Which lines of the records below contain the string "brick"? Report each such line in full, and treat uppercase and lowercase as different.

Records from a point labeling set:
--- Start ---
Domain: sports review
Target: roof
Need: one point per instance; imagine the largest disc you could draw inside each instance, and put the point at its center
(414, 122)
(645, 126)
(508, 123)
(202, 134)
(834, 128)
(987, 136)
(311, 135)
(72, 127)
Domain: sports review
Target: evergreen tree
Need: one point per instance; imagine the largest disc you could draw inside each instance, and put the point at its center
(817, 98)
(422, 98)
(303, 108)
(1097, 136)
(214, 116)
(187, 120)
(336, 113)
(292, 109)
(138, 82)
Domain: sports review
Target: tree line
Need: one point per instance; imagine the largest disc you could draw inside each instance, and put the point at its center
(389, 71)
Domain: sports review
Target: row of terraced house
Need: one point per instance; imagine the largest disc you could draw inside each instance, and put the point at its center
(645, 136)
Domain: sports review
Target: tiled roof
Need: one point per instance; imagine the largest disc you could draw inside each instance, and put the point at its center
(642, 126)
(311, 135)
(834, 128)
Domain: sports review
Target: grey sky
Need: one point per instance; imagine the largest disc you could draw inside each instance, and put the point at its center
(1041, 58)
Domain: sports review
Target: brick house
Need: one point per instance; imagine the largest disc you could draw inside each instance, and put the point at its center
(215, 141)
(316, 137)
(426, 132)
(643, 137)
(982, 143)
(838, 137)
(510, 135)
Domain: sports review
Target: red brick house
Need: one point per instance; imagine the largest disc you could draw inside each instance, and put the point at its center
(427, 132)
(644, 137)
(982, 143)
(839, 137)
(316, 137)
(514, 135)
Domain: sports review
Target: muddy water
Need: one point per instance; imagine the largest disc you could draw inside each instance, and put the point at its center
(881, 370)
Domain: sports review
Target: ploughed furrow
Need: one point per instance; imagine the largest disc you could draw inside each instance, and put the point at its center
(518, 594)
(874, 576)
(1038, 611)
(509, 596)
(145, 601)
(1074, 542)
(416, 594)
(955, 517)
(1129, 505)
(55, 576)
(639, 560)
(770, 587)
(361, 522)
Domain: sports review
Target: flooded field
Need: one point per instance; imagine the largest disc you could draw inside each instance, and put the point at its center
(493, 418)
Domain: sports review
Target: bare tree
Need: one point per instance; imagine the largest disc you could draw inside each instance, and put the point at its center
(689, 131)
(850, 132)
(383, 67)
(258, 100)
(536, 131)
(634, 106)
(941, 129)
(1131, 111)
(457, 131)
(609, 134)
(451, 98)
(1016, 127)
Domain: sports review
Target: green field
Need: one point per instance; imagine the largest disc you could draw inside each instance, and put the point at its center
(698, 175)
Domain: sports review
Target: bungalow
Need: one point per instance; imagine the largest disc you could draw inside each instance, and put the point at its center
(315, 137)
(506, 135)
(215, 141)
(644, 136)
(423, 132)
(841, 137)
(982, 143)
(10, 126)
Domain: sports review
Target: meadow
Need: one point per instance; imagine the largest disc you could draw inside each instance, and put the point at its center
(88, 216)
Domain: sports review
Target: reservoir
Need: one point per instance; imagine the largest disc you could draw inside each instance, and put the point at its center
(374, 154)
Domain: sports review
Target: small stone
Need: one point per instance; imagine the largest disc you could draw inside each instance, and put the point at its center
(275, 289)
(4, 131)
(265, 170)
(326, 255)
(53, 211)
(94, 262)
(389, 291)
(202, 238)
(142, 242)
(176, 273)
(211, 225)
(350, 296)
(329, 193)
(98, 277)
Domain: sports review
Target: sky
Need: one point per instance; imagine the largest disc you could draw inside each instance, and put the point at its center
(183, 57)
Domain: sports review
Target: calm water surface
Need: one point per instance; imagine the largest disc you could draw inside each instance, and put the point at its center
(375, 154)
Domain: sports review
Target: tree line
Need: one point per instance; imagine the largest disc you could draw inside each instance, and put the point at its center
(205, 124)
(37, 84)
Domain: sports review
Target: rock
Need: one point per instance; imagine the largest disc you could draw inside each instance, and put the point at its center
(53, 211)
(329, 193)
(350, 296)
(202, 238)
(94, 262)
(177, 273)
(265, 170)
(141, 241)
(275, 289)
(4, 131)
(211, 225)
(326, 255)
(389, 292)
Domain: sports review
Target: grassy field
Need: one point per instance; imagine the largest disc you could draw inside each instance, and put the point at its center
--- End ---
#### RESULT OF THE TASK
Target: brick house
Target: red brick house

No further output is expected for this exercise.